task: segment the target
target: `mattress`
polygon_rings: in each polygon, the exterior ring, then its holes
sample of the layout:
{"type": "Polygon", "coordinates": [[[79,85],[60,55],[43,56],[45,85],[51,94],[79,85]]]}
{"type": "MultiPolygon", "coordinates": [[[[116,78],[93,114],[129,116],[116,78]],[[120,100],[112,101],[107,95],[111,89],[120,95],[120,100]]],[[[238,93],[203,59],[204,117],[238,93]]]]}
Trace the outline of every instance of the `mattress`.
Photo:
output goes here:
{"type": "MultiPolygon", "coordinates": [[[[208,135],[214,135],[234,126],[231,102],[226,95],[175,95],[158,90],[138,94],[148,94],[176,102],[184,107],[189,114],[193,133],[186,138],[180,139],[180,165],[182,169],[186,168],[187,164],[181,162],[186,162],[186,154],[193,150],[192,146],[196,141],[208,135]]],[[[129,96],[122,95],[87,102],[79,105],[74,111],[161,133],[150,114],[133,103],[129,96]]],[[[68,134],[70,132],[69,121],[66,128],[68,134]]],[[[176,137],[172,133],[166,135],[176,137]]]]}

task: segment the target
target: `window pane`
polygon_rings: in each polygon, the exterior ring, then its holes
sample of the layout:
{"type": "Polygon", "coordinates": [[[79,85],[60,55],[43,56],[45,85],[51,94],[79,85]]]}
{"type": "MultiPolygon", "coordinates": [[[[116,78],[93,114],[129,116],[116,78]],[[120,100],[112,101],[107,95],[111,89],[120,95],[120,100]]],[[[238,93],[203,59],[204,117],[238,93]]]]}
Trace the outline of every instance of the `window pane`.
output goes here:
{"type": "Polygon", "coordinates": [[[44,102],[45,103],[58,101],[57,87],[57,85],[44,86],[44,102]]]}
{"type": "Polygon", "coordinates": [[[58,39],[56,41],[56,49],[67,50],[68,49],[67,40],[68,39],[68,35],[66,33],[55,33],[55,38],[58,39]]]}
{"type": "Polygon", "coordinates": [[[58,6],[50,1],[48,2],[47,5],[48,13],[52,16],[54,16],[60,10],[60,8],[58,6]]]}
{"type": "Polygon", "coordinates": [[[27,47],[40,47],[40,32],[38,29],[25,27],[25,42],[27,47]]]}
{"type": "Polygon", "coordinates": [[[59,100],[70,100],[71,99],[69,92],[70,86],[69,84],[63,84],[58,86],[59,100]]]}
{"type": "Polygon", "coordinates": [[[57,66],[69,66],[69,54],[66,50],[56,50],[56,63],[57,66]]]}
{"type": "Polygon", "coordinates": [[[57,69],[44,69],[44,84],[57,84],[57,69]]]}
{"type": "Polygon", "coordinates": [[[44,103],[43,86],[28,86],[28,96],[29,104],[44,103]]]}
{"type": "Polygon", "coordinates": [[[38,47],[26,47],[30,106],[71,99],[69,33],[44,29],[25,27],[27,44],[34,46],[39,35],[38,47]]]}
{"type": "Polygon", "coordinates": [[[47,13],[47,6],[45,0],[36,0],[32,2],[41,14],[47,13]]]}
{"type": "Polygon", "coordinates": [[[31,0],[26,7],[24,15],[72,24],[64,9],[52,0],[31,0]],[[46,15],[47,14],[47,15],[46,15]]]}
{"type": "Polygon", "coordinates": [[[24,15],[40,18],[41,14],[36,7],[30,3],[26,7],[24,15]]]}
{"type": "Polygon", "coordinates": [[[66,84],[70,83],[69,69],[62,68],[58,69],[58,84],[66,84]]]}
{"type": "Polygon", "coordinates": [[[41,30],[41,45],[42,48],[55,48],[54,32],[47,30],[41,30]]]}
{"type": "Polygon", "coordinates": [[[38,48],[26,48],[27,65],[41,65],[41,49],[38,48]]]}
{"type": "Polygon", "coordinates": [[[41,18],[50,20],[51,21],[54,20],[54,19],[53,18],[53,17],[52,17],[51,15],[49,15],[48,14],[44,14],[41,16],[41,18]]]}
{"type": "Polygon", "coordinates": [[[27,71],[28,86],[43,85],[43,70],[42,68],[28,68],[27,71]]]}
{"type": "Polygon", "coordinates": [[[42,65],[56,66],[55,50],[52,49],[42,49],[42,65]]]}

__________

• **Goal**
Locate each line in the records above that contains the word "window", and copy every such line in full.

• **Solution**
target: `window pane`
Trace the outline of every instance of the `window pane`.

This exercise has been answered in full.